_GIVEN TASK A_: According to the cloud network recommendations passage, at what level should Cloud Guard be applied?

_PASSAGE SHOWN_:
This document is for informational purposes only and is intended solely to assist you in planning for the implementation and upgrade of the product features described. It is not a commitment to deliver any material, code, or functionality, and should not be relied upon in making purchasing decisions. The development, release, and timing of any features or functionality described in this document remains at the sole discretion of Oracle. This document may reference products/services or security controls that currently are in the process of obtaining DISA Impact Level 5 provisional authorization.

Recommendations

Use the following recommendations as a starting point. Your requirements might differ from the architecture described here.
  • VCN

    When you create a VCN, determine the number of CIDR blocks required and the size of each block based on the number of resources that you plan to attach to subnets in the VCN. Use CIDR blocks that are within the standard private IP address space.

    Select CIDR blocks that don't overlap with any other network (in Oracle Cloud Infrastructure, your on-premises data center, or another cloud provider) to which you intend to set up private connections.

    After you create a VCN, you can change, add, and remove its CIDR blocks.

    When you design the subnets, consider your traffic flow and security requirements. Attach all the resources within a specific tier or role to the same subnet, which can serve as a security boundary.

  • Cloud Guard

    Clone and customize the default recipes provided by Oracle to create custom detector and responder recipes. These recipes enable you to specify what type of security violations generate a warning and what actions are allowed to be performed on them. For example, you might want to detect Object Storage buckets that have visibility set to public.

    Apply Cloud Guard at the tenancy level to cover the broadest scope and to reduce the administrative burden of maintaining multiple configurations.

    You can also use the Managed List feature to apply certain configurations to detectors.

_GIVEN TASK B_: Report every line in the rows below that contains the string "vertical".

[Coordinate annotation entries]
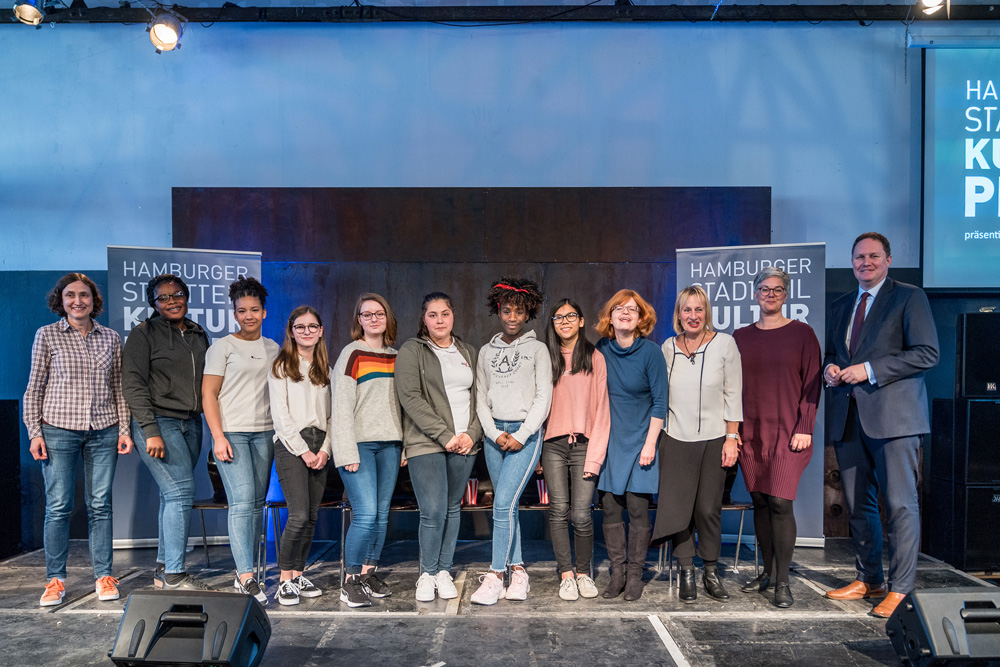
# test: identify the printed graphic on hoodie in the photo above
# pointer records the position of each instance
(506, 361)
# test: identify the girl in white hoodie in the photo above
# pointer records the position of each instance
(513, 393)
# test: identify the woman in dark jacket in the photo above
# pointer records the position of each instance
(161, 379)
(435, 382)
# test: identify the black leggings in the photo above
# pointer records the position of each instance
(774, 523)
(637, 505)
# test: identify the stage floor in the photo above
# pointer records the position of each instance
(658, 629)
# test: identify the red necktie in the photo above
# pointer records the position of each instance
(859, 321)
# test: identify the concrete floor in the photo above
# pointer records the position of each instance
(656, 630)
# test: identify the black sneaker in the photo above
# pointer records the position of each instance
(307, 589)
(287, 593)
(375, 585)
(251, 587)
(354, 593)
(188, 583)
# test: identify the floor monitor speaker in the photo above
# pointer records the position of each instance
(947, 626)
(191, 628)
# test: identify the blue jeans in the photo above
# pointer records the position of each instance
(510, 472)
(100, 456)
(246, 477)
(370, 492)
(174, 474)
(439, 482)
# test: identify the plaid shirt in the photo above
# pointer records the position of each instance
(75, 382)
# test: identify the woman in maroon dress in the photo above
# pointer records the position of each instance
(781, 388)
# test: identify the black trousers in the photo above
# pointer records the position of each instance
(303, 489)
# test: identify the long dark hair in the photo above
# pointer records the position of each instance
(583, 351)
(286, 365)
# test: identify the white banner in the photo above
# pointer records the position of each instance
(727, 275)
(207, 273)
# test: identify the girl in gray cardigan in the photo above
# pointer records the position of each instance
(513, 393)
(367, 443)
(435, 383)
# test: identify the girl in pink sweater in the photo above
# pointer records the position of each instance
(576, 440)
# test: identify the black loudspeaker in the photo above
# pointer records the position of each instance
(191, 628)
(963, 443)
(977, 362)
(10, 478)
(964, 525)
(947, 626)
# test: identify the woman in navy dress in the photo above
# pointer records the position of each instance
(636, 392)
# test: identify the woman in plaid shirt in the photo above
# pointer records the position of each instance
(74, 407)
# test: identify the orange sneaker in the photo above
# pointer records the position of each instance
(53, 595)
(107, 588)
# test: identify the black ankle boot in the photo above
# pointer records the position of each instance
(712, 584)
(758, 585)
(614, 539)
(688, 584)
(783, 596)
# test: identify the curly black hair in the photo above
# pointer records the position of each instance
(55, 294)
(516, 292)
(247, 286)
(159, 280)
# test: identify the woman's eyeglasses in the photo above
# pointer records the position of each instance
(166, 298)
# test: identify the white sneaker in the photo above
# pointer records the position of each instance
(446, 585)
(489, 591)
(426, 585)
(518, 589)
(586, 586)
(568, 591)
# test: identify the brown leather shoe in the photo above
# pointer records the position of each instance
(857, 590)
(885, 608)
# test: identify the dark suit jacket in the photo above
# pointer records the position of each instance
(899, 340)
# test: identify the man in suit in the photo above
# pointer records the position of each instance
(880, 342)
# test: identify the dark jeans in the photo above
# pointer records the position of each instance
(303, 488)
(709, 477)
(439, 481)
(174, 475)
(562, 464)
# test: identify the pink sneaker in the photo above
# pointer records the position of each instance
(490, 590)
(518, 589)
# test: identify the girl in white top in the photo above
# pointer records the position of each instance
(299, 386)
(238, 413)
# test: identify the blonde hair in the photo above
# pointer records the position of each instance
(685, 294)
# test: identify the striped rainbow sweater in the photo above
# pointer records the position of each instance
(365, 407)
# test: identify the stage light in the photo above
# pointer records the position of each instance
(932, 6)
(29, 11)
(165, 30)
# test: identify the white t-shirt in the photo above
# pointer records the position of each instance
(243, 366)
(458, 379)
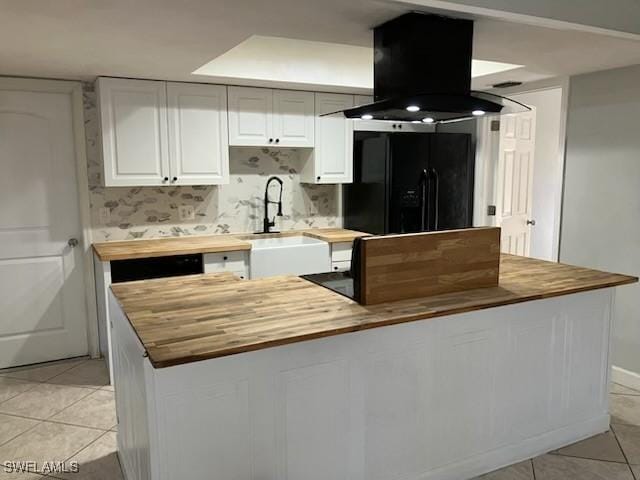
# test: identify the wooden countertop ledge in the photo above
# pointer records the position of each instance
(161, 247)
(187, 319)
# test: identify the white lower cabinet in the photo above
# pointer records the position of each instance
(332, 158)
(443, 398)
(159, 133)
(234, 262)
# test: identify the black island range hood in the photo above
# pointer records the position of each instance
(422, 73)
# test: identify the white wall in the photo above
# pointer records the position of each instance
(621, 15)
(547, 170)
(601, 208)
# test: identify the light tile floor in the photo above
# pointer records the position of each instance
(59, 412)
(64, 411)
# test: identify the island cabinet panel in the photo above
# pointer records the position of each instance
(132, 400)
(448, 397)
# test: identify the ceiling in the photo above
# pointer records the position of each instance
(170, 39)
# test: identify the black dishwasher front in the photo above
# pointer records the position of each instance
(156, 267)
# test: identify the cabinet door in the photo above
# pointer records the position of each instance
(198, 138)
(133, 119)
(250, 116)
(333, 156)
(293, 118)
(362, 100)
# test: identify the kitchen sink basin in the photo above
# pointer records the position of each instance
(295, 255)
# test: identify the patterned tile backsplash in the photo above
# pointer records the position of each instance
(147, 212)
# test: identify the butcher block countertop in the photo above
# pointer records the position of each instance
(187, 319)
(162, 247)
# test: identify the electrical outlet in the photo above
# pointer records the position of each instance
(104, 215)
(186, 212)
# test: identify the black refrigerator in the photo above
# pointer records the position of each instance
(409, 182)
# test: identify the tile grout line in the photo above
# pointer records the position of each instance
(84, 448)
(35, 384)
(633, 475)
(38, 422)
(46, 364)
(592, 459)
(53, 414)
(533, 469)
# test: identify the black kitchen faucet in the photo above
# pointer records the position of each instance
(267, 224)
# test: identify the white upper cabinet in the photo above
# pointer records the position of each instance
(362, 100)
(133, 118)
(265, 117)
(332, 160)
(198, 138)
(293, 118)
(154, 133)
(250, 118)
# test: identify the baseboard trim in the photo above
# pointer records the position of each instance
(626, 378)
(514, 453)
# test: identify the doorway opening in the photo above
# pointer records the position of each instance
(519, 173)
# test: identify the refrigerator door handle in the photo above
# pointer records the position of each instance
(424, 182)
(436, 196)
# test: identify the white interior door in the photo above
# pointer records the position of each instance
(515, 182)
(42, 301)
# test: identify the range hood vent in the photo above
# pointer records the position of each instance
(422, 73)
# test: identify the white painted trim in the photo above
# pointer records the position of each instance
(74, 89)
(85, 219)
(520, 18)
(485, 170)
(625, 378)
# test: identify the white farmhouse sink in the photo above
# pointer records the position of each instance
(296, 255)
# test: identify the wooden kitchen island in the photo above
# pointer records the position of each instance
(279, 378)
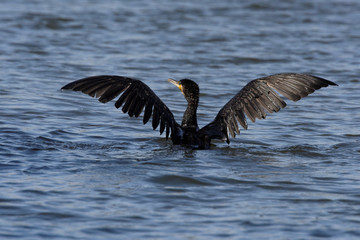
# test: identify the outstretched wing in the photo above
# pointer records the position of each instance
(136, 96)
(259, 97)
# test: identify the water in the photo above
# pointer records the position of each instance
(72, 168)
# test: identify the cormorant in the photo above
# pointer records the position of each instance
(254, 100)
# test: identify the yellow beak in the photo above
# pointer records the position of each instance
(176, 83)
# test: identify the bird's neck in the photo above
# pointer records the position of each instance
(190, 119)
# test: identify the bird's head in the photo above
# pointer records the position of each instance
(188, 87)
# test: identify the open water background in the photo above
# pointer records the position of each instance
(73, 168)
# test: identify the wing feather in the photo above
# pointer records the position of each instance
(259, 97)
(135, 96)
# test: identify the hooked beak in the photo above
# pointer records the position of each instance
(176, 83)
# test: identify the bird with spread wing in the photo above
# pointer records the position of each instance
(255, 100)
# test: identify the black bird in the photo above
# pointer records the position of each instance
(254, 100)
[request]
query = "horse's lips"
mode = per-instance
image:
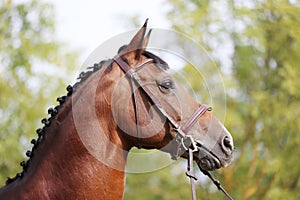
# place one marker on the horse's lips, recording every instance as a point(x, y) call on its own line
point(209, 164)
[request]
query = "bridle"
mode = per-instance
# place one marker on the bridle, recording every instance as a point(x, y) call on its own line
point(184, 141)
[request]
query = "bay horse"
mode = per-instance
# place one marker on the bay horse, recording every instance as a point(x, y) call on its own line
point(120, 103)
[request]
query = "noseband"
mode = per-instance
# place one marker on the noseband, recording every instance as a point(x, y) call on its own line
point(185, 142)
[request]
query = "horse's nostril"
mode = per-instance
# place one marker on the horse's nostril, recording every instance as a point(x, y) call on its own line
point(227, 142)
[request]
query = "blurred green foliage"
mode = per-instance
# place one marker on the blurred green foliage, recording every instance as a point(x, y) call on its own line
point(30, 61)
point(260, 40)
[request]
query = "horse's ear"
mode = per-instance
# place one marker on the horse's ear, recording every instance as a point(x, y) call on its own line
point(137, 45)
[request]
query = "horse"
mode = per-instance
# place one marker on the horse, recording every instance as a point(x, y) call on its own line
point(120, 103)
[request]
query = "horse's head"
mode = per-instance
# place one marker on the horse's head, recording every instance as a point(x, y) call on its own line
point(152, 110)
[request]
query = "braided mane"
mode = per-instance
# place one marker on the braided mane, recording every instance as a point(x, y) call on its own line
point(70, 90)
point(53, 112)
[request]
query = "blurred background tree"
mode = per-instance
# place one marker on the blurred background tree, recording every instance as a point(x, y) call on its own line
point(256, 45)
point(32, 65)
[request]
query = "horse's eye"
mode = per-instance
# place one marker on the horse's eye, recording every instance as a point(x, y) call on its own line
point(166, 85)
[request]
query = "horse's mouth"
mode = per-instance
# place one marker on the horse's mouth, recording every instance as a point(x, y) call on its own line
point(206, 159)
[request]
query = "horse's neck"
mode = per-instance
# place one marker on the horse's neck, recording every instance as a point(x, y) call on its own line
point(62, 166)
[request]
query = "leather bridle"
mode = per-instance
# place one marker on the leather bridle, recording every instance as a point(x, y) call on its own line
point(185, 142)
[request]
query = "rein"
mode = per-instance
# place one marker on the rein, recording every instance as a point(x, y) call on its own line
point(185, 142)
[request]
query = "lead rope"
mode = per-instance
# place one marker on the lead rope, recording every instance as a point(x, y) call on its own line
point(216, 182)
point(190, 173)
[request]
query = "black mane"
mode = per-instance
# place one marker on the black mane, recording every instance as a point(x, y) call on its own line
point(70, 90)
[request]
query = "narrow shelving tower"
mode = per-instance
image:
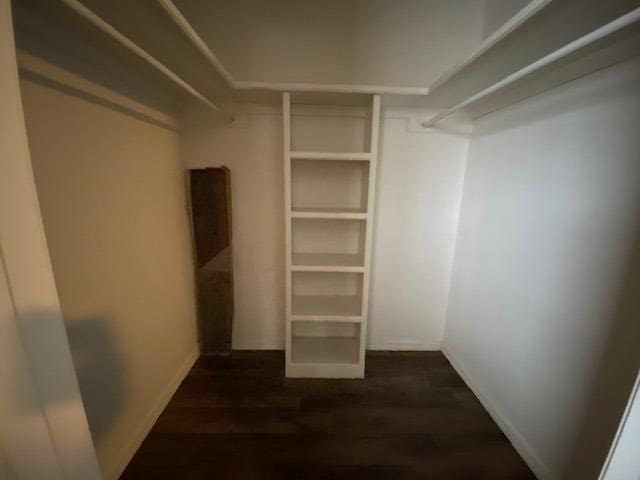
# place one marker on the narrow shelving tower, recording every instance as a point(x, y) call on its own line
point(330, 156)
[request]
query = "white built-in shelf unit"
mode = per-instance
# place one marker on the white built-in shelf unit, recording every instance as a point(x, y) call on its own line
point(330, 154)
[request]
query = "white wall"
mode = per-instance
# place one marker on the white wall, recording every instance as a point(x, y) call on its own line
point(111, 189)
point(419, 191)
point(543, 312)
point(43, 426)
point(379, 42)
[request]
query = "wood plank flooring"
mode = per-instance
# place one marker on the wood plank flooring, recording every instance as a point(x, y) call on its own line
point(412, 417)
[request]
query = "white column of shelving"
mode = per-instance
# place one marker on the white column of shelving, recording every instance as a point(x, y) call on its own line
point(325, 357)
point(286, 128)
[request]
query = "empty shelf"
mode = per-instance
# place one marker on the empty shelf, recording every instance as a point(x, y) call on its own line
point(360, 156)
point(327, 305)
point(319, 350)
point(318, 262)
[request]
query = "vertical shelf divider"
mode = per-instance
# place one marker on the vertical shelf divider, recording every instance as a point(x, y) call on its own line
point(327, 356)
point(286, 128)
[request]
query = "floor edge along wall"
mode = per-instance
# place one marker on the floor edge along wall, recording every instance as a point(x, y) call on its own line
point(329, 201)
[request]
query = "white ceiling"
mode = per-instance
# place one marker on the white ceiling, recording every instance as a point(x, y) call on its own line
point(374, 42)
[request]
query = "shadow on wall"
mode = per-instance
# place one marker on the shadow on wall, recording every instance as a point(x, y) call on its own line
point(99, 367)
point(101, 372)
point(617, 370)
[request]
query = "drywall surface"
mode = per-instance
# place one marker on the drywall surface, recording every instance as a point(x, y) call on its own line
point(403, 42)
point(418, 197)
point(543, 313)
point(43, 426)
point(497, 12)
point(111, 190)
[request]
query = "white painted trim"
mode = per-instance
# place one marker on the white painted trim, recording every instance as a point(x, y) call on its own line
point(136, 438)
point(608, 29)
point(98, 22)
point(619, 454)
point(527, 453)
point(532, 8)
point(184, 25)
point(39, 67)
point(258, 345)
point(197, 41)
point(405, 346)
point(330, 88)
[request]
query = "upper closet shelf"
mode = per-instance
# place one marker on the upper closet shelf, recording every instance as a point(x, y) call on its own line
point(550, 51)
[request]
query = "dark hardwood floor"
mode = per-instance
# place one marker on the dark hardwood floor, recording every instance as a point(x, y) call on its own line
point(412, 417)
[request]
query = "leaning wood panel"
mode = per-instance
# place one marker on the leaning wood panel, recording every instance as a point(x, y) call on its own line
point(211, 216)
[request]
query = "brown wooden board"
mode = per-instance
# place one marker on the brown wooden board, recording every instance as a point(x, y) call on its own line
point(210, 192)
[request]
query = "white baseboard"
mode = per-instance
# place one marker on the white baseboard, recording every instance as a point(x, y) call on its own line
point(405, 346)
point(129, 449)
point(536, 465)
point(257, 345)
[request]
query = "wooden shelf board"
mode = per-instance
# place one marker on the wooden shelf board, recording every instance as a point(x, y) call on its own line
point(326, 306)
point(331, 156)
point(325, 350)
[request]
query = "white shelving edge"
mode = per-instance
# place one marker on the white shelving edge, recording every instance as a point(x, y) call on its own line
point(286, 128)
point(358, 156)
point(329, 214)
point(375, 127)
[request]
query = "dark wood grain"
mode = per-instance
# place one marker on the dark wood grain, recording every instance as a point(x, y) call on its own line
point(211, 216)
point(412, 417)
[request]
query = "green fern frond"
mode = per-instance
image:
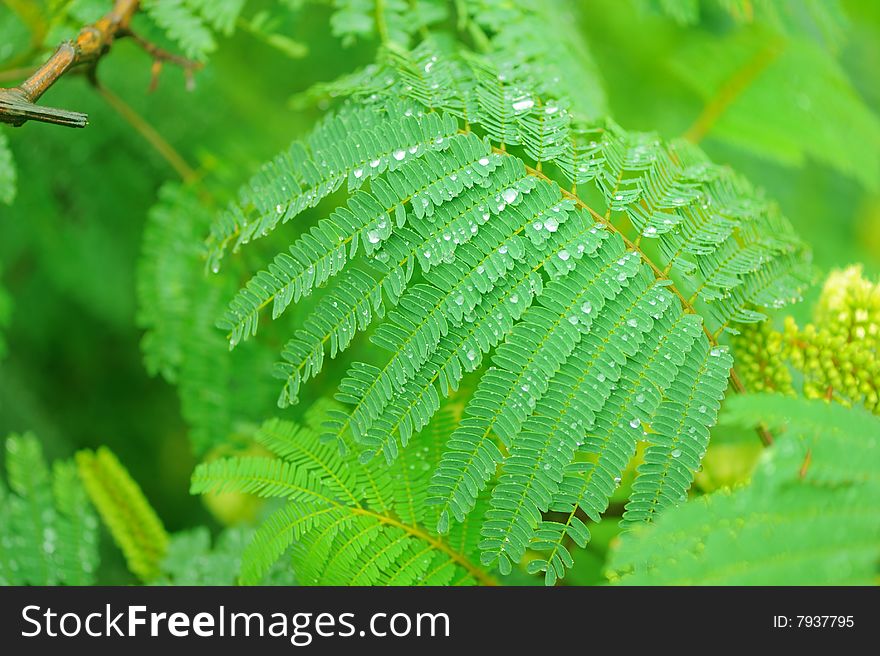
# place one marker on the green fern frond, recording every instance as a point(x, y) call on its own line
point(601, 320)
point(191, 559)
point(177, 307)
point(48, 530)
point(8, 175)
point(810, 516)
point(132, 522)
point(343, 523)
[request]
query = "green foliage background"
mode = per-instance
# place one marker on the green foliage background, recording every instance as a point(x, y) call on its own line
point(806, 130)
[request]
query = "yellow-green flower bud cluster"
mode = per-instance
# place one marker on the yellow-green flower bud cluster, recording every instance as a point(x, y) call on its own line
point(760, 358)
point(836, 355)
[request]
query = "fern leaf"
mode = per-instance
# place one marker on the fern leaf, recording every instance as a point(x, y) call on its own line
point(792, 525)
point(348, 147)
point(325, 250)
point(343, 523)
point(181, 22)
point(48, 530)
point(489, 256)
point(77, 526)
point(132, 522)
point(679, 438)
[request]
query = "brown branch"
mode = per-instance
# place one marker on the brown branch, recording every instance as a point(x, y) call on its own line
point(148, 132)
point(18, 104)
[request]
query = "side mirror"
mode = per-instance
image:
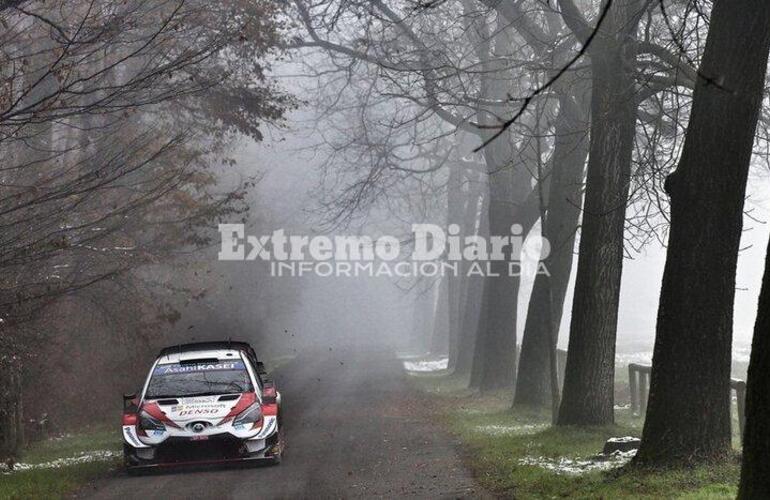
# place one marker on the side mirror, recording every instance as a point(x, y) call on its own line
point(130, 403)
point(269, 394)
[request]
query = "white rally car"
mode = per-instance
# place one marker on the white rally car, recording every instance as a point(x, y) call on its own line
point(207, 402)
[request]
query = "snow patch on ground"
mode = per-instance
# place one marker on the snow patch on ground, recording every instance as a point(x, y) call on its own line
point(510, 430)
point(427, 365)
point(80, 458)
point(578, 466)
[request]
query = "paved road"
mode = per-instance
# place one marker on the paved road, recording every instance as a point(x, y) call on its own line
point(354, 429)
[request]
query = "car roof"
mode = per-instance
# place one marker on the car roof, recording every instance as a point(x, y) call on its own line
point(202, 346)
point(191, 355)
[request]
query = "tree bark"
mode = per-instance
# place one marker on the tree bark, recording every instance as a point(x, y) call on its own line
point(472, 286)
point(563, 211)
point(459, 199)
point(688, 416)
point(589, 379)
point(755, 473)
point(439, 339)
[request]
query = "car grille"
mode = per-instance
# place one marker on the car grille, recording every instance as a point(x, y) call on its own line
point(186, 450)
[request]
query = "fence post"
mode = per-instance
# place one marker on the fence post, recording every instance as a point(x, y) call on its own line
point(561, 359)
point(644, 391)
point(633, 388)
point(740, 397)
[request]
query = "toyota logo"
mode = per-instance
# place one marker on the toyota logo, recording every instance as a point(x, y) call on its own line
point(198, 427)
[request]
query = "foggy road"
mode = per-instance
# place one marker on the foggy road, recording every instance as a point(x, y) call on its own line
point(353, 429)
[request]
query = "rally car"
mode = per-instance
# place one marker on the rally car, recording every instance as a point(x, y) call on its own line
point(206, 402)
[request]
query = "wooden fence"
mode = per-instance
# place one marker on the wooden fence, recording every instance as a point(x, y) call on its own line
point(639, 385)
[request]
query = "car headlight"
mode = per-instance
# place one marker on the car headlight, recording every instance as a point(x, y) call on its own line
point(150, 423)
point(250, 416)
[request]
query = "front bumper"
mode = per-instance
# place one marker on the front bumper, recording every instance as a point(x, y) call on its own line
point(199, 450)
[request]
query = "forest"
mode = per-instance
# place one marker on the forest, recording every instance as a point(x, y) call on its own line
point(593, 132)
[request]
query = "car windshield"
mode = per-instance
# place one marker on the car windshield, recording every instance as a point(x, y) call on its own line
point(198, 379)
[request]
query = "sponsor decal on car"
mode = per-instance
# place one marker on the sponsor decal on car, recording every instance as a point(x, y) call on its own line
point(198, 367)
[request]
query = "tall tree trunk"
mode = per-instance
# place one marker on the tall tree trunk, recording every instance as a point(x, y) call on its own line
point(688, 415)
point(589, 376)
point(495, 353)
point(509, 186)
point(755, 473)
point(439, 340)
point(458, 201)
point(472, 289)
point(563, 211)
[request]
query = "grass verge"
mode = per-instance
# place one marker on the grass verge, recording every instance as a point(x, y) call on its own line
point(56, 467)
point(500, 446)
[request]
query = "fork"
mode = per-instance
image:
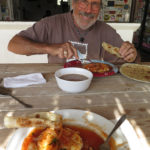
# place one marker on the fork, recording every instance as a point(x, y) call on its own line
point(105, 145)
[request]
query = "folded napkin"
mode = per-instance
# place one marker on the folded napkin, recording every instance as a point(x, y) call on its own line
point(24, 80)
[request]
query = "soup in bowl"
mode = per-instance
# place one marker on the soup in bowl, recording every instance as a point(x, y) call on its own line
point(73, 79)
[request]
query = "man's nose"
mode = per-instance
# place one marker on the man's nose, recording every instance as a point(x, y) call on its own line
point(89, 8)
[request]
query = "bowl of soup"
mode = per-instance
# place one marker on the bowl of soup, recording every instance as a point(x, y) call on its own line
point(73, 79)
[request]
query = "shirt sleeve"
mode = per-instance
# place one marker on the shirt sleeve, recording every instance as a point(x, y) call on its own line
point(37, 32)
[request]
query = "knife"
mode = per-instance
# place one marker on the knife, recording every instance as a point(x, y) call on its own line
point(6, 91)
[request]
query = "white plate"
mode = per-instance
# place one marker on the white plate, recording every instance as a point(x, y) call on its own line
point(78, 117)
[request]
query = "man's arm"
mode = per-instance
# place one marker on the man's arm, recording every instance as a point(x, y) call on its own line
point(24, 46)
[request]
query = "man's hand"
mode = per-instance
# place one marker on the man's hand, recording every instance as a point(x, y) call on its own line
point(65, 50)
point(128, 52)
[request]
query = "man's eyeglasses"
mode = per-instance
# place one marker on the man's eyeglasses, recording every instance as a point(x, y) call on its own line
point(84, 4)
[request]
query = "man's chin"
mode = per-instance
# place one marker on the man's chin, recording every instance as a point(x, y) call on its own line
point(85, 26)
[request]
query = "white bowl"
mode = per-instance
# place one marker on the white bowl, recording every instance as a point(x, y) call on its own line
point(73, 86)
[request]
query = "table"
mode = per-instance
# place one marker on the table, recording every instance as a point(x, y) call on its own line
point(107, 96)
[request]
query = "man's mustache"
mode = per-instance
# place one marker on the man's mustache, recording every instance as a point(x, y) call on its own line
point(87, 14)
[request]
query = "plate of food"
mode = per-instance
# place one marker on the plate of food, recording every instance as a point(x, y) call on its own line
point(136, 72)
point(67, 129)
point(97, 67)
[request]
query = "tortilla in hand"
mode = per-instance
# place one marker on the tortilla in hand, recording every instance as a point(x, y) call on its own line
point(111, 49)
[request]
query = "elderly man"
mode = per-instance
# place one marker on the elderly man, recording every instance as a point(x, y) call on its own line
point(51, 36)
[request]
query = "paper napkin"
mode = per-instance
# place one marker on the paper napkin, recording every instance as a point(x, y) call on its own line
point(24, 80)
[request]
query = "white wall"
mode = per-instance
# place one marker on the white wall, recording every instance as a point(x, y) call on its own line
point(9, 29)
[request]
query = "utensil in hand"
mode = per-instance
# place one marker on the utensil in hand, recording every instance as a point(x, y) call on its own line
point(5, 91)
point(105, 145)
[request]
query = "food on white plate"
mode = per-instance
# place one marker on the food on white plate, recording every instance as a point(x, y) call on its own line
point(136, 71)
point(59, 137)
point(98, 67)
point(111, 49)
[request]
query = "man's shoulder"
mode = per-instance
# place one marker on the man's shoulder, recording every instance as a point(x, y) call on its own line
point(57, 17)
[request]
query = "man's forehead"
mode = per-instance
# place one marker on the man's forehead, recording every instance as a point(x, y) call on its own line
point(94, 1)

_FULL RESPONSE A_: At the tenancy level.

_FULL RESPONSE B_:
query = "vertical shelf divider"
# place one marker on the vertical shelf divider, recording every instance as a point(x, y) call on its own line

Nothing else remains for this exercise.